REQUIREMENT: The records underneath are to be repeated exactly, with the pictures left out.

Records from a collection:
^^^^^^^^

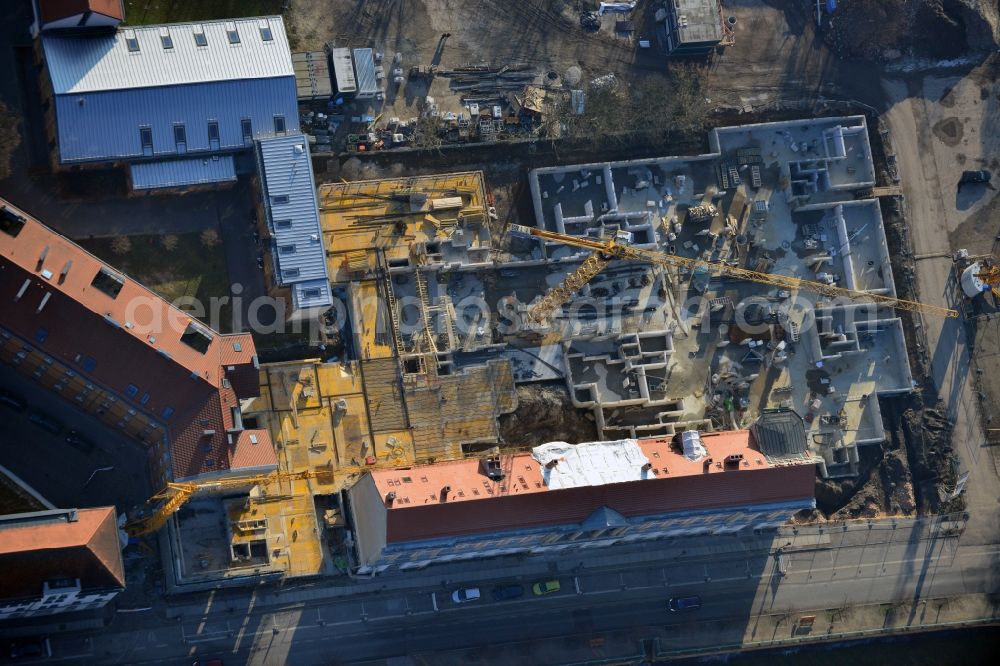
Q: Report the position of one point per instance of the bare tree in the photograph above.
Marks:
(10, 138)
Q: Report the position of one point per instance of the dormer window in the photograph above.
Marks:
(131, 41)
(232, 34)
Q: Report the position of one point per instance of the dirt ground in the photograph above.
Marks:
(545, 414)
(777, 55)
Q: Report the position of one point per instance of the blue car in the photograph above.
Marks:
(684, 603)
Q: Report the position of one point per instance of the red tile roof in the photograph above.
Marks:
(130, 343)
(46, 545)
(53, 10)
(252, 449)
(522, 500)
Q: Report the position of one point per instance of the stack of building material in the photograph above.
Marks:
(312, 75)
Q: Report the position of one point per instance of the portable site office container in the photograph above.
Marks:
(364, 70)
(343, 71)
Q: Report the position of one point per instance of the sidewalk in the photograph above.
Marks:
(717, 637)
(472, 572)
(801, 537)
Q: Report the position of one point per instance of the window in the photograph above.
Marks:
(265, 31)
(131, 41)
(180, 138)
(231, 33)
(107, 282)
(146, 139)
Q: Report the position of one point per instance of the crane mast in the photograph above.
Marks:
(606, 250)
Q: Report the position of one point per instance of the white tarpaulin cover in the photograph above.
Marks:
(617, 7)
(591, 463)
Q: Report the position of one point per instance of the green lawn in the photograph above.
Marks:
(138, 12)
(189, 270)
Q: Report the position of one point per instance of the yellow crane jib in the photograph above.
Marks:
(620, 248)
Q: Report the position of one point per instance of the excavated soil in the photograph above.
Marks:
(545, 414)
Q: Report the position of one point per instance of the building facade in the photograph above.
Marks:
(178, 93)
(562, 497)
(122, 354)
(59, 561)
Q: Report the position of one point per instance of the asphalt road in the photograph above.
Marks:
(115, 472)
(861, 566)
(929, 180)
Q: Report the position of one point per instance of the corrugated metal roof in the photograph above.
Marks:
(290, 199)
(311, 294)
(178, 173)
(364, 67)
(343, 70)
(105, 125)
(111, 62)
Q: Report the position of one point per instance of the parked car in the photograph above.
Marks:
(12, 400)
(465, 594)
(80, 441)
(545, 587)
(970, 177)
(30, 647)
(684, 604)
(43, 420)
(505, 592)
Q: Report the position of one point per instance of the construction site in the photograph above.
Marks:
(749, 287)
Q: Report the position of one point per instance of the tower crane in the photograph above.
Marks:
(168, 501)
(619, 247)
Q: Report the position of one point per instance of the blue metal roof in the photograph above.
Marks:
(178, 173)
(106, 125)
(152, 56)
(293, 213)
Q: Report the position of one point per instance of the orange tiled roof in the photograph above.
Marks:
(420, 510)
(45, 545)
(130, 343)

^^^^^^^^

EXERCISE RESPONSE:
Q: Report the position of one point per instance of the bare tree in the photograph above.
Marks:
(10, 138)
Q: Report the position of one point per instance of the dormer window in the photograph above.
Marks:
(131, 41)
(232, 34)
Q: Report the position of one point per instance of the dirt ground in the photograph above.
Marks:
(545, 414)
(777, 55)
Q: Report the position of one point per instance of the blue car in the photograph above.
Marks:
(684, 603)
Q: Report the position of one point per instance of the red tile roof in the photograph above.
Marks:
(130, 343)
(46, 545)
(53, 10)
(252, 449)
(522, 500)
Q: Report the position of one point per instance of the stack of building material in the photograph above.
Marks:
(312, 75)
Q: Report the position of one point per instance of the portable site office container in the photograph above.
Marks:
(364, 70)
(343, 71)
Q: Report the position of one point per instance of the sidewalk in the photograph above.
Marks:
(717, 637)
(472, 572)
(801, 537)
Q: Report the position of one point per instance of the window in the photograph above.
Marks:
(265, 31)
(131, 41)
(180, 138)
(231, 33)
(107, 282)
(146, 139)
Q: Report the position of one point per instance of the crane mast in the photograph above.
Marks:
(606, 250)
Q: Report the position of one point per instance of the white tarpaulin cover in the photograph above.
Marks:
(617, 7)
(591, 463)
Q: Report the position of one point per instance of the green lawn in the photograph above.
Marks:
(138, 12)
(189, 270)
Q: Report the position of one point per instance of the yellow crane jib in the photograph above.
Marks:
(620, 248)
Q: Report the position of one point per instance of the excavated soil in the photograph above.
Marks:
(545, 414)
Q: Report the position of one point per instance of the building facade in the photograph above.
Marks:
(178, 93)
(562, 497)
(122, 354)
(59, 561)
Q: Report the position of one point per instance of the asphalt road in the photograph above.
Marks:
(115, 472)
(861, 566)
(929, 180)
Q: Report the position of one point per instance of the corrugated metal roof in the photograph above.
Marks:
(290, 199)
(311, 294)
(178, 173)
(364, 67)
(343, 70)
(105, 125)
(111, 62)
Q: Report the position of one point per instance of the parked car in the photograph above.
Marks:
(12, 400)
(465, 594)
(80, 441)
(545, 587)
(970, 177)
(30, 647)
(684, 604)
(43, 420)
(505, 592)
Q: Report the position of one point per instance of the construction site in the photograph above.
Marks:
(749, 287)
Q: Report the position of one point per instance of the tower crane in the photograph above.
Marks:
(168, 501)
(619, 247)
Q: Report the position of one point per instance of the blue metal roof in the photograph above.
Marks:
(178, 173)
(106, 125)
(152, 56)
(293, 213)
Q: Report the position of one point per instance of the orange tiled roof in the photograph above.
Marks:
(420, 510)
(45, 545)
(130, 343)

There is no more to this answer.